## Work to be completed
Would you output the entries below only from the line containing "Where can the dark" through the line containing "Where can the green", exactly as they stand and with both ends included?

## Supplied information
↓↓↓
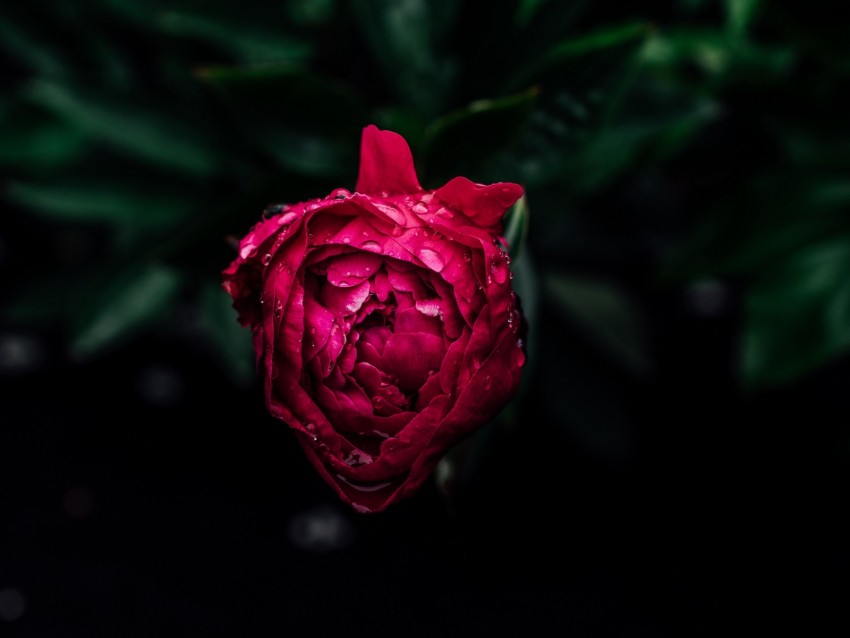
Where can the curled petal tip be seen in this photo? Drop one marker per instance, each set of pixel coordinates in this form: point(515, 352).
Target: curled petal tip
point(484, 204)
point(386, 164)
↑↑↑
↓↓↓
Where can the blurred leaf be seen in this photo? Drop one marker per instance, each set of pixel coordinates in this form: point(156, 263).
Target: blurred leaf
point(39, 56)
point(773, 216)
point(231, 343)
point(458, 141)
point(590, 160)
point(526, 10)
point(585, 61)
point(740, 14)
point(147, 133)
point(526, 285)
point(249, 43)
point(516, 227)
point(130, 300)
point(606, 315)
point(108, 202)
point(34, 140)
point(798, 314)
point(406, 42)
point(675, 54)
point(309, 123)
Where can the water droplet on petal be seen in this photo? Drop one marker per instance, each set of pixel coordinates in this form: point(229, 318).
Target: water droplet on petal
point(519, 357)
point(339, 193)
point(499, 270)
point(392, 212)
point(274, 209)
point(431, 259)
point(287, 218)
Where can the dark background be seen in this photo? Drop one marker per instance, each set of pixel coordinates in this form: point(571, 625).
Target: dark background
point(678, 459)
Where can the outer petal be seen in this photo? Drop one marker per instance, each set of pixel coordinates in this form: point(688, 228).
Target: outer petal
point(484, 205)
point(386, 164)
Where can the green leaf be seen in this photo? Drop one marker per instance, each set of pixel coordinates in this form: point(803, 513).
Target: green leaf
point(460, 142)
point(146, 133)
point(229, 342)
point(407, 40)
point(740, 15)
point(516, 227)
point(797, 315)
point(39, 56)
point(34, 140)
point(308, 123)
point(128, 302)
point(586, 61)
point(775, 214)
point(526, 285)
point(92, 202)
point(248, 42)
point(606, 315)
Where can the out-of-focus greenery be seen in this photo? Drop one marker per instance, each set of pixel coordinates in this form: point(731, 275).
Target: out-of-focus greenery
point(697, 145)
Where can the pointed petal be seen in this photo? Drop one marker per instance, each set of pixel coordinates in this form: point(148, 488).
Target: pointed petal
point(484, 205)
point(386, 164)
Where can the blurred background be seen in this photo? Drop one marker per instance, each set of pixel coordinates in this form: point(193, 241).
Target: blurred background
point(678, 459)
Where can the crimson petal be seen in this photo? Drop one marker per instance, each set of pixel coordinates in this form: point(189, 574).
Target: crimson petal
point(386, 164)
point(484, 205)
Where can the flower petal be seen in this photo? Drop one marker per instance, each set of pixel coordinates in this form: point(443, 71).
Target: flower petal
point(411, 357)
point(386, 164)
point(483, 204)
↑↑↑
## Expected answer
Where can the dark background be seen in this photo? Drop one marker per instance, each set of pixel coordinates in this form: point(571, 625).
Target: dark background
point(678, 459)
Where can the outer petal be seen in this photo? Drop one marker per instance, each set of pixel coordinates in this form: point(688, 228).
Target: outer petal
point(484, 205)
point(386, 164)
Where can the green leaf be seen in this photo? Drop one marker per instance, each set of pixel coordinates in this form: point(803, 513).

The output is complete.